* Your assignment: Your answer should hold exactly the lines from the one containing "In this picture, where can the girl be" through the end of the material, and no others.

* Data for analysis:
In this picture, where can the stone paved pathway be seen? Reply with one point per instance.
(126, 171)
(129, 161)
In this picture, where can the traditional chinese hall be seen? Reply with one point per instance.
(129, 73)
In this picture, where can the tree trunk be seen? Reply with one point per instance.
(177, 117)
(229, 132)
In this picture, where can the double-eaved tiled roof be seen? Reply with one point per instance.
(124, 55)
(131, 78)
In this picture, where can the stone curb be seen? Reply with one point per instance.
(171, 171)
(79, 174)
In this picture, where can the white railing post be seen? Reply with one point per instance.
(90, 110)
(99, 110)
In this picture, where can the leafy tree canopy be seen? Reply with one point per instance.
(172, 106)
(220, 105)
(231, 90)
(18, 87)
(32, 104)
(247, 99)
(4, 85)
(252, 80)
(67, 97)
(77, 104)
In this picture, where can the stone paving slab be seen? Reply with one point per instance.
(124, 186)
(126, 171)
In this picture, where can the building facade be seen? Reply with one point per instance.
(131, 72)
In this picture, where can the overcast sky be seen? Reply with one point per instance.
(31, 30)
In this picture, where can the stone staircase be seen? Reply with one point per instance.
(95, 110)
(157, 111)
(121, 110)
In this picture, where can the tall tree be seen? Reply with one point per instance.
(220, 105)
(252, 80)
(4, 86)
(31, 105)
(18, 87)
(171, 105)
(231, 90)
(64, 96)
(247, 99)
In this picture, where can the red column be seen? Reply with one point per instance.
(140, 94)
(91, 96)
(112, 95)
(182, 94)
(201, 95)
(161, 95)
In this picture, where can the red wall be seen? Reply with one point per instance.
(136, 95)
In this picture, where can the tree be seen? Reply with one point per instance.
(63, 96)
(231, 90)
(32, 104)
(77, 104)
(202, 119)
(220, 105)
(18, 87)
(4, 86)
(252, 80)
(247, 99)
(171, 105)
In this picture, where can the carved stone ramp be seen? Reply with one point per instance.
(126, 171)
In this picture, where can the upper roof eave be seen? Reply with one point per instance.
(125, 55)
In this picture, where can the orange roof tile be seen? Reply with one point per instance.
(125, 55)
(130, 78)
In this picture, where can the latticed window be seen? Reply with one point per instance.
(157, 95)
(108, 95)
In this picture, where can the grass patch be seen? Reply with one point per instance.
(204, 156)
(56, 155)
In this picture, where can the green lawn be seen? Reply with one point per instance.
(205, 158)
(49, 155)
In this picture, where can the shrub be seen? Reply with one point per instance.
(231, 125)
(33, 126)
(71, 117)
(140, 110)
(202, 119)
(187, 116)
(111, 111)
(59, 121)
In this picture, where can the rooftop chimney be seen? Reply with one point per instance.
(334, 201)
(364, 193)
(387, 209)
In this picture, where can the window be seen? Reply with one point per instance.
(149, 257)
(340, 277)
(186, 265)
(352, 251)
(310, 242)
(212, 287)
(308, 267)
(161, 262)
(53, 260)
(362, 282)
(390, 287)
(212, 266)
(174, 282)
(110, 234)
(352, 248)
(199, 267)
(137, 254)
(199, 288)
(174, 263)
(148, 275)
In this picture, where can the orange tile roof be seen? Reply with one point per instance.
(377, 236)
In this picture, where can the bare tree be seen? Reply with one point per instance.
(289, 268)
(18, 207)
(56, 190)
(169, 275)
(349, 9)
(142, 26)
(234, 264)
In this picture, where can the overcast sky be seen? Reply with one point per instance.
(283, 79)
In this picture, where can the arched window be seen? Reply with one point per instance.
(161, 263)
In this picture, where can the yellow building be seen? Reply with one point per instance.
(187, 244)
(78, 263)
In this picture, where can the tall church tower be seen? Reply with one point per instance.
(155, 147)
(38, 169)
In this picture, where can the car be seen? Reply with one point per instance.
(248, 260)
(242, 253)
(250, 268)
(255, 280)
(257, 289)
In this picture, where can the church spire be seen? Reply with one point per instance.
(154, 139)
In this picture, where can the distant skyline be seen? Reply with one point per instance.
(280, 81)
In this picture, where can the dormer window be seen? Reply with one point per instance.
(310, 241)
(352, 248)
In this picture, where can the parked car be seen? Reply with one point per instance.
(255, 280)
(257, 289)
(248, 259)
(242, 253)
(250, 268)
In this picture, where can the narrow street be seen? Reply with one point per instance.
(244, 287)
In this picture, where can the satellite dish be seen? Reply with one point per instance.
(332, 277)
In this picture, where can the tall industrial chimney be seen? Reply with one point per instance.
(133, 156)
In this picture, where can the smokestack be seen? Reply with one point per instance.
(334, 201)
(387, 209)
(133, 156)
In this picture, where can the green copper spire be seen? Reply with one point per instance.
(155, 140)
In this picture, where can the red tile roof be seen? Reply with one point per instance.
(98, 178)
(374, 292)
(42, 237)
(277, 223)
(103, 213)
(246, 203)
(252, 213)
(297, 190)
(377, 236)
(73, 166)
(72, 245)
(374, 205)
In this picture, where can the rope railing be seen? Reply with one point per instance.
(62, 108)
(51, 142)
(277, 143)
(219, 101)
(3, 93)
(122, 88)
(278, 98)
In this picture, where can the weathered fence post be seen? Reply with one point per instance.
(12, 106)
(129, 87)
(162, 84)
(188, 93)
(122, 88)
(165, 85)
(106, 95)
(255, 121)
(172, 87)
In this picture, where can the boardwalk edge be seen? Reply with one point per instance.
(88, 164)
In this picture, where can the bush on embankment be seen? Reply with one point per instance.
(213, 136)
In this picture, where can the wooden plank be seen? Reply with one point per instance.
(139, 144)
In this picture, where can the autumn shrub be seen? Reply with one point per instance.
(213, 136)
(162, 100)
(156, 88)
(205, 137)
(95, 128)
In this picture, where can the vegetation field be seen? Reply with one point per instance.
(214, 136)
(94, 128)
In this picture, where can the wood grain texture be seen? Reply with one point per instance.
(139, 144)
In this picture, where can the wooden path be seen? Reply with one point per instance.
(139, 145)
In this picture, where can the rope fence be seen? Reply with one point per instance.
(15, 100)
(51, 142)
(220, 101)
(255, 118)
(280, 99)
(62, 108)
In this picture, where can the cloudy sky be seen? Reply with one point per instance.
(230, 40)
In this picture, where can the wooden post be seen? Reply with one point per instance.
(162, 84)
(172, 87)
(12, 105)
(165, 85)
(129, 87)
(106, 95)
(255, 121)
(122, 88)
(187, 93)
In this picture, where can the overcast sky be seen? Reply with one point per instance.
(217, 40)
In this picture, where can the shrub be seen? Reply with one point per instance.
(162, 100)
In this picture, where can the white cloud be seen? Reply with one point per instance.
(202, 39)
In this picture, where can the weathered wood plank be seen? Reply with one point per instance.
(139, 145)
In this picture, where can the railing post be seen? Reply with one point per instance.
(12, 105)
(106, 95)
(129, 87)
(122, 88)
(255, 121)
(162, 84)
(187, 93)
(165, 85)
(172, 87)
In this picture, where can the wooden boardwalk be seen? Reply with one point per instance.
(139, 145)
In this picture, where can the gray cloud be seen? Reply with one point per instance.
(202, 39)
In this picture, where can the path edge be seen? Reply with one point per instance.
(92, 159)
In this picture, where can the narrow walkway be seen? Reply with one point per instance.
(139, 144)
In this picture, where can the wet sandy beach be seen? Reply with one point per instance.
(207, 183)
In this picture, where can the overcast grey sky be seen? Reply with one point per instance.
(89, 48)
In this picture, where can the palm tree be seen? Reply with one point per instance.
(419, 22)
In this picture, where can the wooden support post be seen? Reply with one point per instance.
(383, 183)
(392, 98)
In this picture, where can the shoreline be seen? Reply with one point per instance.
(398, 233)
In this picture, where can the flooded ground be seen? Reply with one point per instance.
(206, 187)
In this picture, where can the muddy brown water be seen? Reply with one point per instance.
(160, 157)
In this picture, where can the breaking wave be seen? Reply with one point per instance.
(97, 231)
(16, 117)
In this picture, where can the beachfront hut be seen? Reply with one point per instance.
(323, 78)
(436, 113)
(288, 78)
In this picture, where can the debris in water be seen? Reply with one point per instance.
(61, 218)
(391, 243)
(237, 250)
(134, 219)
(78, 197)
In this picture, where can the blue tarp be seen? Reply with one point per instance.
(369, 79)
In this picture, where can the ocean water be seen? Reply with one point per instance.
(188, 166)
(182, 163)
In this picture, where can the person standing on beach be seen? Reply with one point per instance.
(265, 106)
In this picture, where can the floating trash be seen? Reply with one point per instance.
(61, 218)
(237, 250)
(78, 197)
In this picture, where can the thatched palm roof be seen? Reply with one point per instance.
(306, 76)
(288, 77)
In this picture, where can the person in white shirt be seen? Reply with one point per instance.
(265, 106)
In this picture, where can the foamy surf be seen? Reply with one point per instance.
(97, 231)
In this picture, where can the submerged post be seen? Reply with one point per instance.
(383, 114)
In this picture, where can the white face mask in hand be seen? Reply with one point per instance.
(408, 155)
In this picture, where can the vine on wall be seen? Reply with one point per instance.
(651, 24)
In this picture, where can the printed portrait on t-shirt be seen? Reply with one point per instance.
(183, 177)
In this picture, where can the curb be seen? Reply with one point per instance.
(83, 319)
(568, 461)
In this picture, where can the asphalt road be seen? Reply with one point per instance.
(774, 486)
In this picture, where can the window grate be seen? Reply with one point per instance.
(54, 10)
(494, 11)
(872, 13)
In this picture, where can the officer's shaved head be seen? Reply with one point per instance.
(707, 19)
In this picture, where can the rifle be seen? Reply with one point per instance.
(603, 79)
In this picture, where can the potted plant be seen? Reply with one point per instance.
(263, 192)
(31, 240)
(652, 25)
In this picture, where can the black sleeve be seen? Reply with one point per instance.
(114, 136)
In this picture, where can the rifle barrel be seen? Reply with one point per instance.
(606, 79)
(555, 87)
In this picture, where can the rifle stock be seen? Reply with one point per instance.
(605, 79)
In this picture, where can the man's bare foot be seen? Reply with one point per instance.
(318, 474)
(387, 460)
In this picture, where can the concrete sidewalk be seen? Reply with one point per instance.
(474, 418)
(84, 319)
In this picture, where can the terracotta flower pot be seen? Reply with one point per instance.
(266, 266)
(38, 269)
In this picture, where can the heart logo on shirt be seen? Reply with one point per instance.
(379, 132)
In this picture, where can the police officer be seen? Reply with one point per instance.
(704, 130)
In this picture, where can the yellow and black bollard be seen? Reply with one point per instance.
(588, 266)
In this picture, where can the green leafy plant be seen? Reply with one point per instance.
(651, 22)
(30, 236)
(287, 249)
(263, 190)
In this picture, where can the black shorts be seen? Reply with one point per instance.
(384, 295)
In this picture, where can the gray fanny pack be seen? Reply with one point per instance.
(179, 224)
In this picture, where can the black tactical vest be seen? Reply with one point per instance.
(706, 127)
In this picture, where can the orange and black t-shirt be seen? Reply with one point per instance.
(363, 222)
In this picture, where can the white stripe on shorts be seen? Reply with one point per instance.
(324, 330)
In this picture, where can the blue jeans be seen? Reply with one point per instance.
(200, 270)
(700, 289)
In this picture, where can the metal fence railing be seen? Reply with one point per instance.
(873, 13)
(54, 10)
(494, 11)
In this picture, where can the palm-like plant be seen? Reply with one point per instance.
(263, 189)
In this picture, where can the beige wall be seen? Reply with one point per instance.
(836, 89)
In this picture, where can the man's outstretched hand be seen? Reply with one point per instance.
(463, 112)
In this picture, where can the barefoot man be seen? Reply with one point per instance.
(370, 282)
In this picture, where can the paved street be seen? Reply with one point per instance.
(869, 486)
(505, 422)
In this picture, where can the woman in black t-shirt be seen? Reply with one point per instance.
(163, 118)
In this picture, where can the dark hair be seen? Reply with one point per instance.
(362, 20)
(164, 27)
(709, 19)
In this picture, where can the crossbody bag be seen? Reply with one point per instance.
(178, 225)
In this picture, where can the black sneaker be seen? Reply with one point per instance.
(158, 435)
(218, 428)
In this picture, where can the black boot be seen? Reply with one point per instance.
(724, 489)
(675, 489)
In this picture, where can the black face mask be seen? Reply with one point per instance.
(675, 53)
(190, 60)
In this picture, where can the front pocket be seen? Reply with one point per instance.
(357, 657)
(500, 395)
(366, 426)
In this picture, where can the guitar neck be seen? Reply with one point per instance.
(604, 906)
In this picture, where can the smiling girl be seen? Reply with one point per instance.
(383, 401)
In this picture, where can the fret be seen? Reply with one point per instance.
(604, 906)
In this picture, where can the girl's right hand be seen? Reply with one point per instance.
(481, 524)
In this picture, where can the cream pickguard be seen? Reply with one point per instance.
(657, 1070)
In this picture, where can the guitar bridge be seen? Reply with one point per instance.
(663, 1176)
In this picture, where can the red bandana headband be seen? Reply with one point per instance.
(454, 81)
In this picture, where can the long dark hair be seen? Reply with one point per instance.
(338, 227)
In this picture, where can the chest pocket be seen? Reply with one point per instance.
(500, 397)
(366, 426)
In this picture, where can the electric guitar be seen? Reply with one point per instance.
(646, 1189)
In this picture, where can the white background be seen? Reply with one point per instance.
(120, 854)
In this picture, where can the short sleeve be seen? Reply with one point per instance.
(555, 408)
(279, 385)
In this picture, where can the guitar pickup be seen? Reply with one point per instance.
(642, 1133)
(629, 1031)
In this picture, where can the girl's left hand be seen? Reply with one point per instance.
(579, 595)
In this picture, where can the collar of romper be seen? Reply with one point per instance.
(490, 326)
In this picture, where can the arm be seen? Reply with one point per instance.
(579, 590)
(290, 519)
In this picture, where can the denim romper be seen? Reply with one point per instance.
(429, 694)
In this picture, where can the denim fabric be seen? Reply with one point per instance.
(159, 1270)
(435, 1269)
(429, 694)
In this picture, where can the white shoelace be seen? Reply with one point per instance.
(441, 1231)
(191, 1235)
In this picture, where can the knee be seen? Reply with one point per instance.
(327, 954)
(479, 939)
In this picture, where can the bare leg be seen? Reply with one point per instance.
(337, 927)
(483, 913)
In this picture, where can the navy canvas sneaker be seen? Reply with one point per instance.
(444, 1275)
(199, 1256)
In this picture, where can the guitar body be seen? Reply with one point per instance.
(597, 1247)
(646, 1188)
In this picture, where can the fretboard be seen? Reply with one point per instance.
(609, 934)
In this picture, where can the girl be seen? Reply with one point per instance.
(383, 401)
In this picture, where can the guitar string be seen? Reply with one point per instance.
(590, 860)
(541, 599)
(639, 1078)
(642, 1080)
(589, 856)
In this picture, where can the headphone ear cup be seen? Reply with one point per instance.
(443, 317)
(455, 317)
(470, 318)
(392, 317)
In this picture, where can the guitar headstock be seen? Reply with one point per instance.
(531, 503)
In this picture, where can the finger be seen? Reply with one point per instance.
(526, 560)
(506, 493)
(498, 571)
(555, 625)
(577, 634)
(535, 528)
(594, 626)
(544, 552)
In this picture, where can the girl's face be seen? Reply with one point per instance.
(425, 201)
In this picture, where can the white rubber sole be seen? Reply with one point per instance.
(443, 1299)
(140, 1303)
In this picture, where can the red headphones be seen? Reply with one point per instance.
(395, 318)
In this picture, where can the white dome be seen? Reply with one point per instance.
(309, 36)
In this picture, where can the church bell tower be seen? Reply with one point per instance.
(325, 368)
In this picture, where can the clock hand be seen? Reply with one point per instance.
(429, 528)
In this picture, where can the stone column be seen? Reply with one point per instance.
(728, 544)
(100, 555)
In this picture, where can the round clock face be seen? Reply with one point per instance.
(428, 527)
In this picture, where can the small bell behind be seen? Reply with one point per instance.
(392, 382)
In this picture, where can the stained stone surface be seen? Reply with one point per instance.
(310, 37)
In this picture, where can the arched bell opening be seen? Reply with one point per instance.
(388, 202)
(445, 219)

* Completed task:
In this picture, where can the girl be seen? Reply with one point per instance.
(383, 401)
In this picture, where can the guitar string be seen? Reply with one point per instance.
(590, 860)
(541, 599)
(639, 1078)
(642, 1080)
(589, 856)
In this picture, where can the headphone ear cup be seen? Reply with one point per instance.
(443, 317)
(455, 317)
(470, 318)
(392, 317)
In this picture, where can the guitar headstock be seen? Reply with one point per instance.
(531, 503)
In this picture, where can the finger be seen? Reply with one point per instance.
(526, 560)
(506, 493)
(498, 571)
(555, 625)
(577, 634)
(535, 528)
(594, 626)
(544, 552)
In this picture, where can the girl's face be seen? Reply with one point per instance.
(425, 201)
In this picture, where can the white rubber sole be seen? Reply with one point per instance.
(443, 1299)
(140, 1303)
In this picture, where can the red headphones be seen? Reply with one point per instance.
(395, 318)
In this picture, where can the white dome be seen? Reply with one point per instance.
(309, 36)
In this picture, where can the church bell tower be seen? Reply with one point per instance.
(325, 368)
In this picture, where can the clock hand be seen? Reply with one point per instance.
(429, 528)
In this picture, where can the stone column be seen? Reply with one point per instance.
(728, 544)
(100, 555)
In this picture, where can the round clock face be seen? Reply with one point per instance.
(428, 527)
In this picture, where can the small bell behind be seen? Reply with one point per instance.
(392, 382)
In this picture, where can the stained stone surface be seen? Reply with one point per instance.
(310, 37)
In this picture, where can the arched bell opening be seen? Reply with one point per instance.
(388, 202)
(445, 219)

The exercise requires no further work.